The input:
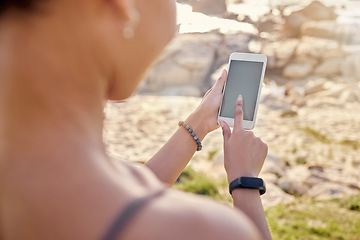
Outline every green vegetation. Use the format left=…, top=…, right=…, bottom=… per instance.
left=339, top=140, right=360, bottom=150
left=266, top=195, right=360, bottom=240
left=295, top=157, right=307, bottom=165
left=208, top=149, right=218, bottom=161
left=173, top=166, right=232, bottom=203
left=280, top=110, right=298, bottom=118
left=174, top=166, right=360, bottom=240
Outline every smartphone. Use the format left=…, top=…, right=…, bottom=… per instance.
left=218, top=53, right=267, bottom=130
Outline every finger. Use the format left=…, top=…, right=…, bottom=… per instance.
left=213, top=69, right=227, bottom=94
left=234, top=95, right=244, bottom=131
left=220, top=121, right=231, bottom=145
left=204, top=88, right=212, bottom=98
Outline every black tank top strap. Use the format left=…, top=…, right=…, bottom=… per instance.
left=103, top=189, right=165, bottom=240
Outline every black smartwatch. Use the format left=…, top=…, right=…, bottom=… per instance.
left=229, top=177, right=266, bottom=195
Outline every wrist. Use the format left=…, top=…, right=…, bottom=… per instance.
left=227, top=171, right=259, bottom=184
left=185, top=112, right=209, bottom=141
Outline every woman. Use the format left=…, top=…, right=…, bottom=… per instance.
left=0, top=0, right=271, bottom=239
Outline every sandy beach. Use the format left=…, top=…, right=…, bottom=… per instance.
left=104, top=1, right=360, bottom=207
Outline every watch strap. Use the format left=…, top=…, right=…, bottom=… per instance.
left=229, top=177, right=266, bottom=195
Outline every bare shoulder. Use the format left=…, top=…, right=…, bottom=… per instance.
left=124, top=189, right=261, bottom=240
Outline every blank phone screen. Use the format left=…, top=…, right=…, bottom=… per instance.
left=220, top=60, right=264, bottom=121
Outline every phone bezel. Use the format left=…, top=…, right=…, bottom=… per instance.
left=218, top=52, right=267, bottom=130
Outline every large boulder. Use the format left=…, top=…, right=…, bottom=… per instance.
left=178, top=0, right=227, bottom=15
left=315, top=57, right=344, bottom=77
left=296, top=37, right=342, bottom=59
left=341, top=54, right=360, bottom=80
left=299, top=1, right=337, bottom=20
left=283, top=62, right=313, bottom=79
left=140, top=33, right=221, bottom=95
left=284, top=1, right=337, bottom=37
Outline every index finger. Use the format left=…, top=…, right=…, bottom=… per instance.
left=212, top=69, right=227, bottom=94
left=234, top=95, right=244, bottom=131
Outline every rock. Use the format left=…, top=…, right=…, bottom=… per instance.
left=214, top=33, right=251, bottom=68
left=304, top=78, right=327, bottom=96
left=306, top=182, right=356, bottom=199
left=278, top=178, right=308, bottom=196
left=299, top=1, right=337, bottom=20
left=210, top=64, right=228, bottom=86
left=300, top=20, right=360, bottom=44
left=284, top=12, right=310, bottom=37
left=286, top=165, right=310, bottom=183
left=140, top=33, right=221, bottom=92
left=314, top=57, right=344, bottom=77
left=162, top=85, right=203, bottom=97
left=283, top=63, right=313, bottom=79
left=296, top=37, right=341, bottom=59
left=177, top=4, right=258, bottom=35
left=261, top=182, right=295, bottom=208
left=261, top=154, right=285, bottom=177
left=339, top=88, right=360, bottom=104
left=275, top=38, right=299, bottom=68
left=188, top=0, right=227, bottom=15
left=256, top=13, right=283, bottom=32
left=341, top=51, right=360, bottom=80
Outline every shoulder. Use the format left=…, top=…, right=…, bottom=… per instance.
left=124, top=189, right=260, bottom=240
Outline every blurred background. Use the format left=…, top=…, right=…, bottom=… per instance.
left=104, top=0, right=360, bottom=239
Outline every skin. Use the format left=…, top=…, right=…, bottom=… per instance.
left=0, top=0, right=271, bottom=239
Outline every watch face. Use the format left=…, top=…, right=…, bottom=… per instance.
left=241, top=178, right=264, bottom=187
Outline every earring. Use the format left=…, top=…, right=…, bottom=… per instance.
left=122, top=22, right=135, bottom=39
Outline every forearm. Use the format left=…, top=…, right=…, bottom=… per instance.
left=232, top=188, right=272, bottom=240
left=146, top=113, right=207, bottom=185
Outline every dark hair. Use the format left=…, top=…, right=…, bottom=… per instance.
left=0, top=0, right=36, bottom=14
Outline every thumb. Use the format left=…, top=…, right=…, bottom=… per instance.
left=220, top=121, right=231, bottom=145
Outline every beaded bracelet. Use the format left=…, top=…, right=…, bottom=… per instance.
left=178, top=121, right=202, bottom=151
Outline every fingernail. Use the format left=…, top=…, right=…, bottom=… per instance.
left=236, top=95, right=243, bottom=104
left=221, top=69, right=226, bottom=77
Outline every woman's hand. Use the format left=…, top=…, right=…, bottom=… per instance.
left=221, top=96, right=268, bottom=183
left=186, top=69, right=227, bottom=139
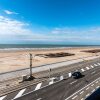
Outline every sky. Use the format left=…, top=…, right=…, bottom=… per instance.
left=0, top=0, right=100, bottom=45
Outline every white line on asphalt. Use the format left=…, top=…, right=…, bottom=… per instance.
left=37, top=98, right=42, bottom=100
left=95, top=81, right=98, bottom=83
left=72, top=95, right=77, bottom=99
left=94, top=64, right=98, bottom=66
left=97, top=63, right=100, bottom=65
left=65, top=77, right=100, bottom=100
left=80, top=91, right=84, bottom=94
left=60, top=76, right=64, bottom=80
left=91, top=65, right=94, bottom=68
left=96, top=86, right=99, bottom=89
left=69, top=80, right=77, bottom=84
left=0, top=95, right=6, bottom=100
left=91, top=89, right=95, bottom=92
left=91, top=71, right=96, bottom=74
left=81, top=68, right=85, bottom=72
left=14, top=88, right=26, bottom=99
left=86, top=67, right=90, bottom=70
left=86, top=87, right=89, bottom=90
left=81, top=98, right=84, bottom=100
left=91, top=84, right=94, bottom=86
left=35, top=83, right=42, bottom=90
left=68, top=73, right=72, bottom=77
left=86, top=93, right=90, bottom=97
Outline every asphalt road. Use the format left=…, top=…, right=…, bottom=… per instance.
left=0, top=59, right=100, bottom=100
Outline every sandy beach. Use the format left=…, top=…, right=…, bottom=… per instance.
left=0, top=47, right=100, bottom=73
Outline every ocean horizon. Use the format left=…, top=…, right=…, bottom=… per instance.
left=0, top=44, right=100, bottom=49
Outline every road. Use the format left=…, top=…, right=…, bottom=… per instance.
left=0, top=58, right=100, bottom=100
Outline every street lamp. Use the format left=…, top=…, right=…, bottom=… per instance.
left=28, top=53, right=34, bottom=80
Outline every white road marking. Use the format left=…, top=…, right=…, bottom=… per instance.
left=91, top=89, right=95, bottom=92
left=68, top=73, right=72, bottom=77
left=72, top=95, right=77, bottom=99
left=96, top=86, right=99, bottom=89
left=65, top=77, right=100, bottom=100
left=49, top=80, right=53, bottom=85
left=94, top=64, right=98, bottom=66
left=37, top=98, right=42, bottom=100
left=60, top=76, right=64, bottom=80
left=97, top=63, right=100, bottom=65
left=91, top=71, right=96, bottom=74
left=81, top=68, right=85, bottom=72
left=91, top=84, right=94, bottom=86
left=0, top=95, right=6, bottom=100
left=69, top=80, right=77, bottom=84
left=81, top=98, right=84, bottom=100
left=35, top=83, right=42, bottom=90
left=91, top=65, right=94, bottom=68
left=86, top=67, right=90, bottom=70
left=80, top=91, right=84, bottom=94
left=14, top=89, right=26, bottom=99
left=95, top=81, right=98, bottom=83
left=86, top=94, right=90, bottom=97
left=86, top=87, right=89, bottom=90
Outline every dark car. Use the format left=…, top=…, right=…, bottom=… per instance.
left=72, top=71, right=83, bottom=79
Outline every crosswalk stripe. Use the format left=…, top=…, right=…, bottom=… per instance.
left=81, top=68, right=85, bottom=72
left=86, top=67, right=90, bottom=70
left=60, top=76, right=64, bottom=80
left=35, top=83, right=42, bottom=90
left=0, top=96, right=6, bottom=100
left=14, top=88, right=26, bottom=99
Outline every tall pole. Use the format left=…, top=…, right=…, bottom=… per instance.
left=30, top=53, right=33, bottom=77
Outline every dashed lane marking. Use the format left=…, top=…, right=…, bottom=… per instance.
left=80, top=91, right=84, bottom=94
left=14, top=88, right=26, bottom=99
left=0, top=96, right=6, bottom=100
left=35, top=83, right=42, bottom=90
left=81, top=68, right=85, bottom=72
left=86, top=67, right=90, bottom=70
left=69, top=80, right=77, bottom=84
left=72, top=95, right=77, bottom=99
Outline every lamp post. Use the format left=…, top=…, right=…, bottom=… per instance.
left=29, top=53, right=34, bottom=80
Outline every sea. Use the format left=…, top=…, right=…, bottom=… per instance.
left=0, top=44, right=100, bottom=50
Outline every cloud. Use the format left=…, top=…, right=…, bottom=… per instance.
left=4, top=10, right=18, bottom=15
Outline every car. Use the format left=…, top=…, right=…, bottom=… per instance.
left=72, top=71, right=83, bottom=79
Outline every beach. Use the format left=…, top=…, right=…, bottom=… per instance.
left=0, top=47, right=100, bottom=73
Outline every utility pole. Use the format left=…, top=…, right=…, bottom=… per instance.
left=29, top=53, right=34, bottom=80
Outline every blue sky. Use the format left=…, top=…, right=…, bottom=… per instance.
left=0, top=0, right=100, bottom=45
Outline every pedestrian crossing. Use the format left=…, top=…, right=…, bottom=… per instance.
left=0, top=63, right=100, bottom=100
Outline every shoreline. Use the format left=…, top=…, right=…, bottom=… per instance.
left=0, top=47, right=100, bottom=73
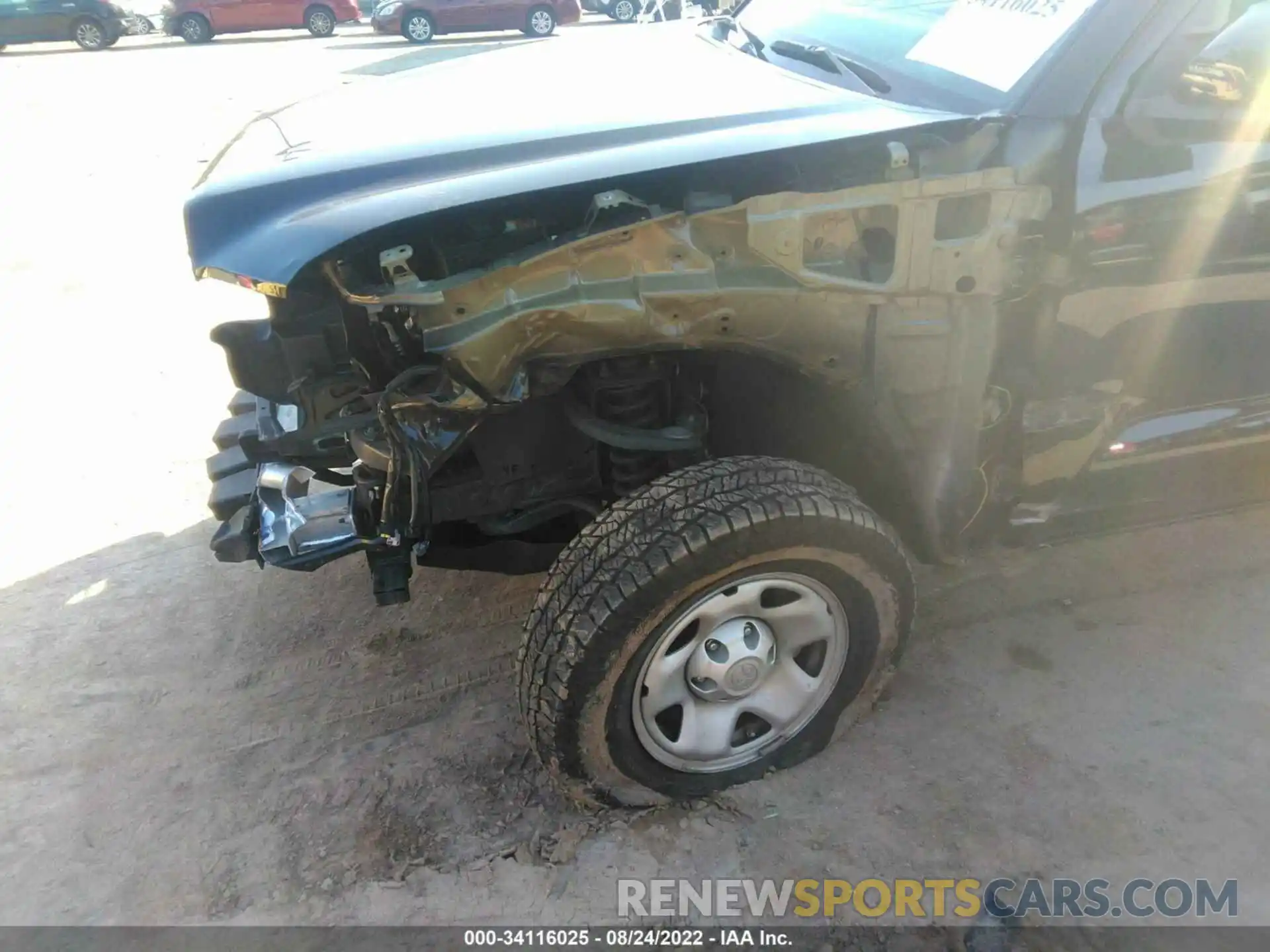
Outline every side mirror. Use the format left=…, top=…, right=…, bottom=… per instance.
left=1121, top=0, right=1270, bottom=147
left=1179, top=0, right=1270, bottom=108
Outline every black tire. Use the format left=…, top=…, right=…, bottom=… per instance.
left=402, top=10, right=437, bottom=43
left=71, top=17, right=110, bottom=54
left=518, top=457, right=915, bottom=806
left=305, top=4, right=335, bottom=37
left=177, top=13, right=212, bottom=43
left=609, top=0, right=639, bottom=23
left=521, top=7, right=556, bottom=37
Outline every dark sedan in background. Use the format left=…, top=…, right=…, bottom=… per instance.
left=371, top=0, right=581, bottom=43
left=0, top=0, right=134, bottom=51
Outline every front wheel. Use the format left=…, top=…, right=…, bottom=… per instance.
left=178, top=13, right=212, bottom=43
left=609, top=0, right=639, bottom=23
left=518, top=457, right=915, bottom=806
left=305, top=7, right=335, bottom=37
left=402, top=10, right=436, bottom=43
left=525, top=7, right=555, bottom=37
left=71, top=17, right=110, bottom=52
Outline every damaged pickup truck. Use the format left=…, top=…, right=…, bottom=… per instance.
left=185, top=0, right=1270, bottom=803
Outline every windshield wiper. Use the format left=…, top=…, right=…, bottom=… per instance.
left=769, top=40, right=890, bottom=95
left=715, top=17, right=767, bottom=60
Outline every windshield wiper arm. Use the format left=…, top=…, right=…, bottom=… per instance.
left=715, top=17, right=767, bottom=60
left=769, top=40, right=890, bottom=95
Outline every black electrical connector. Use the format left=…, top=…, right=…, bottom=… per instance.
left=366, top=546, right=414, bottom=607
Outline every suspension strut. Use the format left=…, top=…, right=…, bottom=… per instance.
left=595, top=358, right=667, bottom=496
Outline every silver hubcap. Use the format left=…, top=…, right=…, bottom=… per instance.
left=632, top=573, right=849, bottom=773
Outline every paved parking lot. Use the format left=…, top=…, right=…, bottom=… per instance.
left=0, top=17, right=1270, bottom=924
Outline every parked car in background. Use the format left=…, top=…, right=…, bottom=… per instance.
left=371, top=0, right=581, bottom=43
left=188, top=0, right=1270, bottom=806
left=0, top=0, right=134, bottom=51
left=581, top=0, right=642, bottom=23
left=161, top=0, right=362, bottom=43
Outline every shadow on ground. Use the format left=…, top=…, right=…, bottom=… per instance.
left=0, top=509, right=1270, bottom=924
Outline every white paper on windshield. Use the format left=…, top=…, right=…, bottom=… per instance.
left=906, top=0, right=1097, bottom=93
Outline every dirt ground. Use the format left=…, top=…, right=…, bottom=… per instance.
left=0, top=20, right=1270, bottom=926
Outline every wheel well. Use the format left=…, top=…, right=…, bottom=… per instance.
left=704, top=352, right=915, bottom=548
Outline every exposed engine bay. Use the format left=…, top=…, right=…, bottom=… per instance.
left=208, top=127, right=1050, bottom=604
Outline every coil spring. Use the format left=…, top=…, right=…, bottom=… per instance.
left=598, top=381, right=665, bottom=496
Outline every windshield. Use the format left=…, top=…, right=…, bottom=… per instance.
left=737, top=0, right=1100, bottom=112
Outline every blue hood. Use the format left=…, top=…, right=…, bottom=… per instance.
left=185, top=23, right=961, bottom=286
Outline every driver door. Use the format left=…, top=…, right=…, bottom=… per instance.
left=1025, top=0, right=1270, bottom=530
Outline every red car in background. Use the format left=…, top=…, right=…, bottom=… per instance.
left=371, top=0, right=581, bottom=43
left=163, top=0, right=362, bottom=43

The problem: Reproduce the records between the line containing "Outline every fingernail." and the line containing "left=221, top=69, right=226, bottom=77", inclusive, keeping the requests as they are and offsetting every bounding-box coordinate by -148.

Correct answer:
Outline every fingernail. Use the format left=…, top=…, right=…, bottom=… per instance.
left=88, top=-53, right=95, bottom=-44
left=73, top=-79, right=78, bottom=-71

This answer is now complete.